Work required ▸ Starting with the line that contains "Camera-trap tally: mark every instance of the residential", reproduce each line through the end of the listing below, with no other output.

Entries provided ▸
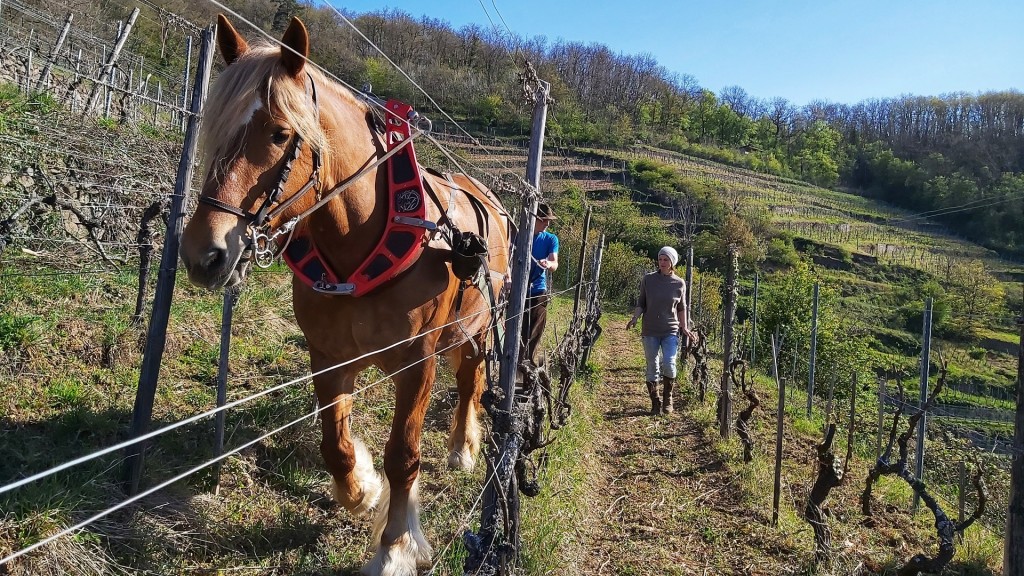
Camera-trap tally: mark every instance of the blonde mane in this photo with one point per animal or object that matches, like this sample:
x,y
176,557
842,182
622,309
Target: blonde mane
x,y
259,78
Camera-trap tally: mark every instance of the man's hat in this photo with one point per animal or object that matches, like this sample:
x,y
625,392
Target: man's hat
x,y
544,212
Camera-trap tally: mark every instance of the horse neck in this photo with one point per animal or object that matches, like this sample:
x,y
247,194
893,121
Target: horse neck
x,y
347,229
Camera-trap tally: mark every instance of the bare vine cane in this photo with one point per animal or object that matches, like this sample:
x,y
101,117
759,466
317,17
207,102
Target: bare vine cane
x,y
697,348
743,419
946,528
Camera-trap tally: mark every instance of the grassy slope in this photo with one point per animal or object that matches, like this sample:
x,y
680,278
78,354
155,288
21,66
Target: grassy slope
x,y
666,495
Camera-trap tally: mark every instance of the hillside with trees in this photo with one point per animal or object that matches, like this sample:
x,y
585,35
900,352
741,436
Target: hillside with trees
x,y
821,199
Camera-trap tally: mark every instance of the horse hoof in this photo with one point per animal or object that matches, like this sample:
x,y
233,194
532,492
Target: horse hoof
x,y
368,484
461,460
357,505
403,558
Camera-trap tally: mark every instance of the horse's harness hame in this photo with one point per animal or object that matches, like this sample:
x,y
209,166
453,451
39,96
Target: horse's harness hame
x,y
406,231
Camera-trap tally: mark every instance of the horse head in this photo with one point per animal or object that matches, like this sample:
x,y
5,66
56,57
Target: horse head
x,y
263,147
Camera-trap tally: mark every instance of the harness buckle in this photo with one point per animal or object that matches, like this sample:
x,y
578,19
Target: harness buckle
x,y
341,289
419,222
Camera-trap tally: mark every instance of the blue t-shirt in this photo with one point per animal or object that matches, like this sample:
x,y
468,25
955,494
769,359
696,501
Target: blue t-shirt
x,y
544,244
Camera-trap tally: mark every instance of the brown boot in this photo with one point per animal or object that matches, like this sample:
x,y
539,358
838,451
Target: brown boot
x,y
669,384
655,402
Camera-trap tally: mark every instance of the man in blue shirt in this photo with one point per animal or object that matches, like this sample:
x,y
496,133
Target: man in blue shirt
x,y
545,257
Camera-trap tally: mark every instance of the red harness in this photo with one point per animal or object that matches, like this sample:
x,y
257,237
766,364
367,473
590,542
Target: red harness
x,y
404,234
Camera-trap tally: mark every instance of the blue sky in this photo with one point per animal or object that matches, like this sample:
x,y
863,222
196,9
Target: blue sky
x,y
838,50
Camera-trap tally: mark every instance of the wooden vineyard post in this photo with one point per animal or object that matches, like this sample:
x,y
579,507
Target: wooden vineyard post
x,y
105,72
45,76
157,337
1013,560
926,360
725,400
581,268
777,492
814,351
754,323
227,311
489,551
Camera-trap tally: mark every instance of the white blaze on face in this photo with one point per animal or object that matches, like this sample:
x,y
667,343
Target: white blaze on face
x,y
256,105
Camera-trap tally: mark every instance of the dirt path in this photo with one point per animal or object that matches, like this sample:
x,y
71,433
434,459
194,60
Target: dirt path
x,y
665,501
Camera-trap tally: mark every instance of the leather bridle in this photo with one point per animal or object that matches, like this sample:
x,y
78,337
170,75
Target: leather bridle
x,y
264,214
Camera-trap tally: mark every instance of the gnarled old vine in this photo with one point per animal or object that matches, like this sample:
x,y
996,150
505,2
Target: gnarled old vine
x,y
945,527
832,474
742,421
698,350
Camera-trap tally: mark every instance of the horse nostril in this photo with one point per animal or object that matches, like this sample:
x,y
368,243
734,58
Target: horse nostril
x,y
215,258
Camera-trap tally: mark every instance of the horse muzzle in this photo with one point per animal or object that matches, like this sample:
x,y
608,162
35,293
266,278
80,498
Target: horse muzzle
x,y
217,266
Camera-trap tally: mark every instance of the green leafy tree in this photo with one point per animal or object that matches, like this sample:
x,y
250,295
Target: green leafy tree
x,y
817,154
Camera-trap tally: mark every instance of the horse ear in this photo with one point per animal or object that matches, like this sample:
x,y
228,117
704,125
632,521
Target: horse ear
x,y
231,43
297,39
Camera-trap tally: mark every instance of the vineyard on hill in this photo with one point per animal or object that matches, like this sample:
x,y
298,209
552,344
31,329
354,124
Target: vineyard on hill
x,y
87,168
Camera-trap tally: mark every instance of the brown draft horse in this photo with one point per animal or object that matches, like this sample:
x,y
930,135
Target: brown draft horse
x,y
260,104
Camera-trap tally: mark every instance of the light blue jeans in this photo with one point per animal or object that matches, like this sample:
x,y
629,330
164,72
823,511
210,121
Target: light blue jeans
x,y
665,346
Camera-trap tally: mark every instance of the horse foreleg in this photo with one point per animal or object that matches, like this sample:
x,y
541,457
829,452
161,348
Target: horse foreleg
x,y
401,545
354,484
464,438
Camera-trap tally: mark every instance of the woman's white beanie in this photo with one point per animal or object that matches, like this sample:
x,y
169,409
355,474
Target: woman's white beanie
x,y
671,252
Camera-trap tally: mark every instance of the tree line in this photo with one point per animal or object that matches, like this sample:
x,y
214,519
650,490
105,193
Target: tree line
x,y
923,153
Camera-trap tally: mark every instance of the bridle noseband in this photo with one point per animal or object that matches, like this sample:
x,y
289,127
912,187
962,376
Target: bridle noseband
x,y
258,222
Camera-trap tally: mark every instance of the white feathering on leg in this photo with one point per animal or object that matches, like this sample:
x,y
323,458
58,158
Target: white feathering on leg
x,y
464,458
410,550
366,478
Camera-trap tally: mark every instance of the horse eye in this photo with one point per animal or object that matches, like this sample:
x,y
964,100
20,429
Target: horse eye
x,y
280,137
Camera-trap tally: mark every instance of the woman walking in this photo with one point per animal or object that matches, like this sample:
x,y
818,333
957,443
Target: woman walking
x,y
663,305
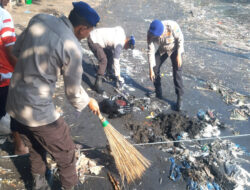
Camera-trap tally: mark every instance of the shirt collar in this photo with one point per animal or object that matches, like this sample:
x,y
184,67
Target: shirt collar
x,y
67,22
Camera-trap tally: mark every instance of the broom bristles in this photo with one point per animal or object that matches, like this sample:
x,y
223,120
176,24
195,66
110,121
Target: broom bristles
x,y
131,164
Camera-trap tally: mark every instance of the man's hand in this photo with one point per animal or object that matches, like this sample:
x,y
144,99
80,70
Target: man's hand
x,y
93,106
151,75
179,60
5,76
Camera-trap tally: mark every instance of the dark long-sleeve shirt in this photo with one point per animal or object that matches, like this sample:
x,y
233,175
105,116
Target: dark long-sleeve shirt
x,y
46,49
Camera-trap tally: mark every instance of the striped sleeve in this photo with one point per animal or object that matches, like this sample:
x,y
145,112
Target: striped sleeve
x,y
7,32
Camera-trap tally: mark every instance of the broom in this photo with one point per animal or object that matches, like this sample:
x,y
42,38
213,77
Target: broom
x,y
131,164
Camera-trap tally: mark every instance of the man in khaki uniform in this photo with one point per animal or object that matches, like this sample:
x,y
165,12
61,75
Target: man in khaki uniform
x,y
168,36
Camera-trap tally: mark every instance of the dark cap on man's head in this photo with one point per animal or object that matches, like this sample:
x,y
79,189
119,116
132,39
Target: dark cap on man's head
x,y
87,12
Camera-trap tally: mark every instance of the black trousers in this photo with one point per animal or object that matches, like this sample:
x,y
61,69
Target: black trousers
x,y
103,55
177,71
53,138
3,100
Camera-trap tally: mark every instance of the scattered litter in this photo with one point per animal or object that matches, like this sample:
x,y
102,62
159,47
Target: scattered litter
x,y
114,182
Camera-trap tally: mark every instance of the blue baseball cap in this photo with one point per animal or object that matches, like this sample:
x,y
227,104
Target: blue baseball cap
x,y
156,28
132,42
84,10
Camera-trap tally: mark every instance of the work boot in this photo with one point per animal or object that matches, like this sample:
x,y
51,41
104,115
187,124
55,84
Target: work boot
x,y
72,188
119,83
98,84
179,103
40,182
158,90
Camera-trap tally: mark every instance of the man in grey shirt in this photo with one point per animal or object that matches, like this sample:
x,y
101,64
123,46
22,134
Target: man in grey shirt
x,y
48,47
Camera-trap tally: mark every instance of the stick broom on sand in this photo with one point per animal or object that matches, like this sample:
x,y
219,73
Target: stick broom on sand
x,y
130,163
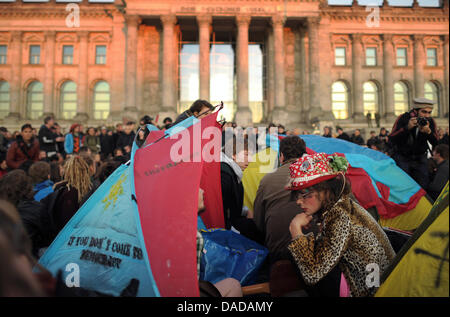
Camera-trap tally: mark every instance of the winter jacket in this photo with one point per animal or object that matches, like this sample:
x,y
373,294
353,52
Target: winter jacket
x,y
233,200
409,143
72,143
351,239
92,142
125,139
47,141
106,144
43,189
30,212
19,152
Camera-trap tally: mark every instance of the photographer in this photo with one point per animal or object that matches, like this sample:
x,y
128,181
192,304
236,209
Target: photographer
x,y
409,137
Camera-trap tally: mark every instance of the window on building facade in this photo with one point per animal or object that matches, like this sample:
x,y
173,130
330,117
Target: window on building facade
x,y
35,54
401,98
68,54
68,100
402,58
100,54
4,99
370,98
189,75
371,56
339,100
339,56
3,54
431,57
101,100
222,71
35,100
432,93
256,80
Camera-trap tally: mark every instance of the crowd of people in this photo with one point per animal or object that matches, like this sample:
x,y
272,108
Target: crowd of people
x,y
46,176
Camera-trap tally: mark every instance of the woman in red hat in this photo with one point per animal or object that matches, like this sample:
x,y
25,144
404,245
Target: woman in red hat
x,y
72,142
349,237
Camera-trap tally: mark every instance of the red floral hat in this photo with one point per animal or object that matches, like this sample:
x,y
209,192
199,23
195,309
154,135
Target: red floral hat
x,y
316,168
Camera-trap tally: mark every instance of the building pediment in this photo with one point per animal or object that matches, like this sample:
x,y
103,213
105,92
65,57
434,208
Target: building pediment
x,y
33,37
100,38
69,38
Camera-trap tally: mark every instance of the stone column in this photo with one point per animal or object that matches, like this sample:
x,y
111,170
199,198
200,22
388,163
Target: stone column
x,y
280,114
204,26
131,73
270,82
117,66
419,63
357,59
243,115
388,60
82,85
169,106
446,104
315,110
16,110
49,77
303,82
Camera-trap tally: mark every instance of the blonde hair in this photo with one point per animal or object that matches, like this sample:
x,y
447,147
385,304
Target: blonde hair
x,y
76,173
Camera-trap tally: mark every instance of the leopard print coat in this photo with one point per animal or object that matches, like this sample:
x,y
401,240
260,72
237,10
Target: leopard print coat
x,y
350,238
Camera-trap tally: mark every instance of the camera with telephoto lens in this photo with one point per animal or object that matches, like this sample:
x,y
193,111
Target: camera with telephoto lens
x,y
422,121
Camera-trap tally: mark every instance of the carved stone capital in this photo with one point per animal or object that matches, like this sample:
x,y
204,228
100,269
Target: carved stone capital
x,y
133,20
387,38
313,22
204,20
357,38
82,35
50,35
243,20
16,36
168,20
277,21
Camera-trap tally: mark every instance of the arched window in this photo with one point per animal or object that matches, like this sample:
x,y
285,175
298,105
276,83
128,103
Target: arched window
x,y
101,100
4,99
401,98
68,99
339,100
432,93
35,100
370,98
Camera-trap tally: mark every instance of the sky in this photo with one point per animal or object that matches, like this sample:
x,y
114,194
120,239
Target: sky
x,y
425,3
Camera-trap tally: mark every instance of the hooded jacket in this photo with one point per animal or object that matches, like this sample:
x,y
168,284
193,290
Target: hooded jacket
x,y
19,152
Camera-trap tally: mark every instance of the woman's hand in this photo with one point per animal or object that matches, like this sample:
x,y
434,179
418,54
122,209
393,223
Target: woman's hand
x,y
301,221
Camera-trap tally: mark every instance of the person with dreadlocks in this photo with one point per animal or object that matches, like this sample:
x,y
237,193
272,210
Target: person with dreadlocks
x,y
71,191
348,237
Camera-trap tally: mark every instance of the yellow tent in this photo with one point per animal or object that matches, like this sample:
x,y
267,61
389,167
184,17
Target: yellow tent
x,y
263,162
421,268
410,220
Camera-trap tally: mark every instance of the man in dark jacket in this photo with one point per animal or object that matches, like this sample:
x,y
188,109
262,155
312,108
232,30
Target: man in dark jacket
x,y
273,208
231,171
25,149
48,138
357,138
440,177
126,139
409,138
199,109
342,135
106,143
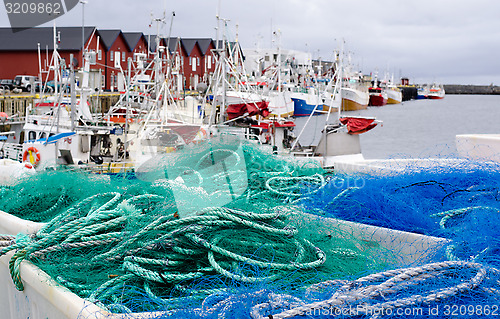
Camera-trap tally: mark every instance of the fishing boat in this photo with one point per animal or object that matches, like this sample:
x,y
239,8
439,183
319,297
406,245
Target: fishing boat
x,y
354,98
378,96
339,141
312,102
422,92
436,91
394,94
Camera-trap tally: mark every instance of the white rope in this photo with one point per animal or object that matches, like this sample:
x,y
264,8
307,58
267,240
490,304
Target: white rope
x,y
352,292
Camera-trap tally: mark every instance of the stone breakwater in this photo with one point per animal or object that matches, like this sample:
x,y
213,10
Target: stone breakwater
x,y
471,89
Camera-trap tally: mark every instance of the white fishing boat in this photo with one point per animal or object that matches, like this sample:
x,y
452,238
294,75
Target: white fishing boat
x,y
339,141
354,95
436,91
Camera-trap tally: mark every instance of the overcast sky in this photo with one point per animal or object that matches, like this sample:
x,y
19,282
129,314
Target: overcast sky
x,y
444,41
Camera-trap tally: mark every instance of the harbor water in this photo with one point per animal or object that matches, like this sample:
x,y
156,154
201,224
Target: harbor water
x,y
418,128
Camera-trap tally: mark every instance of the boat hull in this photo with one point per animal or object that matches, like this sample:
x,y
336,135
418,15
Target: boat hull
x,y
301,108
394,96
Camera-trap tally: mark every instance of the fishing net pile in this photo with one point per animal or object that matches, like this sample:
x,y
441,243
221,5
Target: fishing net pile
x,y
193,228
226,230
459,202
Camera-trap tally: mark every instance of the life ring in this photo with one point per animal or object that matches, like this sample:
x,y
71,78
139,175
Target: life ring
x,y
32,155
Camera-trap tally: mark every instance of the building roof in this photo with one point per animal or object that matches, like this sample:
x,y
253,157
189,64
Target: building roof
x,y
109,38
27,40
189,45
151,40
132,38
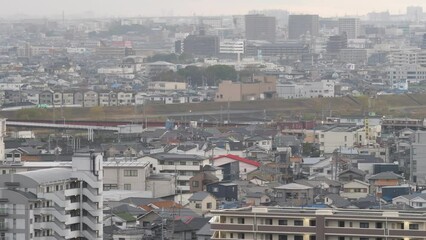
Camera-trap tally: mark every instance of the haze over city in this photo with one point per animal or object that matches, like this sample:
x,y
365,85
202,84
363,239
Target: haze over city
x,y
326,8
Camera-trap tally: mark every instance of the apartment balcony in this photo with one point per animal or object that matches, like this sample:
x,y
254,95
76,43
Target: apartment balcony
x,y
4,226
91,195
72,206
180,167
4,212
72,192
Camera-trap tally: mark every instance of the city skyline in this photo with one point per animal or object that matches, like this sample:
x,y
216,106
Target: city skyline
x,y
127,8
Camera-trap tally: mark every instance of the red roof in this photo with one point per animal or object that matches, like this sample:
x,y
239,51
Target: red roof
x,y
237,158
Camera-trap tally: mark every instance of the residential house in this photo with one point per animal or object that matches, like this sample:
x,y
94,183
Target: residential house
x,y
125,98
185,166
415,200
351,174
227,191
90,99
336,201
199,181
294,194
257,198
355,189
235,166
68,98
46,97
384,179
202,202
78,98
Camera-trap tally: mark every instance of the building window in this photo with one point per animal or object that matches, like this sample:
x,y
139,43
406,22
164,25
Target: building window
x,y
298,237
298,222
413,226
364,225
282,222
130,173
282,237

The reply ▸
Camera-trap tally: mark every instance of the residential house in this photo with one point per animal or object that matches, like this sample:
x,y
94,183
Target: residential house
x,y
125,98
185,166
415,200
351,174
227,191
90,99
336,201
199,181
294,194
257,198
355,189
235,166
68,98
46,97
384,179
202,202
78,98
Camera-trap tally: mark every instance of the building window in this photo with one point per animal or object that matches, like this sample:
x,y
139,43
406,22
164,25
Target: building window
x,y
298,237
298,222
413,226
364,225
282,222
130,173
282,237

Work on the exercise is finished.